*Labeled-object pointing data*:
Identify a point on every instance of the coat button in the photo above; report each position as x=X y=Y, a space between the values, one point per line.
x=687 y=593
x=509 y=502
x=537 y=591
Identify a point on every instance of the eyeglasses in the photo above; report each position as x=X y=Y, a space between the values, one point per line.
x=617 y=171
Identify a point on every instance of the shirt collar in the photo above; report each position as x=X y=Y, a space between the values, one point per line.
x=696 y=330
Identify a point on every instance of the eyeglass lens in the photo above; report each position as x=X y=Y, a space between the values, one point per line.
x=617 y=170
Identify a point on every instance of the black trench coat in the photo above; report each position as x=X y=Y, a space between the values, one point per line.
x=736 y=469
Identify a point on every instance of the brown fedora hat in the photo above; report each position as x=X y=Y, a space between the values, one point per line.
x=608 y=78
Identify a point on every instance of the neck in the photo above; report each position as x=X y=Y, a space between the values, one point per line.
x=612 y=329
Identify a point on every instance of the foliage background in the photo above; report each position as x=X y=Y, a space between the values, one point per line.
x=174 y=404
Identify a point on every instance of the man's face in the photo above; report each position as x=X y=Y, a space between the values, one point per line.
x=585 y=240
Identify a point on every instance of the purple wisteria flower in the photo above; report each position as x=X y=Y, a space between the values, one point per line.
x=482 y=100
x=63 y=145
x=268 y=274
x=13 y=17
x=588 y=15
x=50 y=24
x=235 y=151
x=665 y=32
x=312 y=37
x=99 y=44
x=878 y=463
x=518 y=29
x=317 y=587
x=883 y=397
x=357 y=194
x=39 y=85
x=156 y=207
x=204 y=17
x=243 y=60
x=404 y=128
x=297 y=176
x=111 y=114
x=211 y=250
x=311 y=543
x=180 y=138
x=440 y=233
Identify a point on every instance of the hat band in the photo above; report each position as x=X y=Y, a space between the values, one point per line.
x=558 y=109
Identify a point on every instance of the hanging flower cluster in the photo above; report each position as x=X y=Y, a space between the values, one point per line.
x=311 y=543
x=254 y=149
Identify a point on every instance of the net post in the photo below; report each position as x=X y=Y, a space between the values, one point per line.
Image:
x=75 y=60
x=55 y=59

*Problem details*: Rewrite only the data from the line with "Identify a point on every instance of the net" through the end of the data, both ends included, with every line and request kept. Scale each x and y coordinate in the answers by 2.4, rounding to whole numbers with halves rounded up.

*Exercise response*:
Identify a point on every instance of the net post in the photo below; report each position as x=X y=Y, a space between the values, one point per line.
Image:
x=180 y=144
x=132 y=142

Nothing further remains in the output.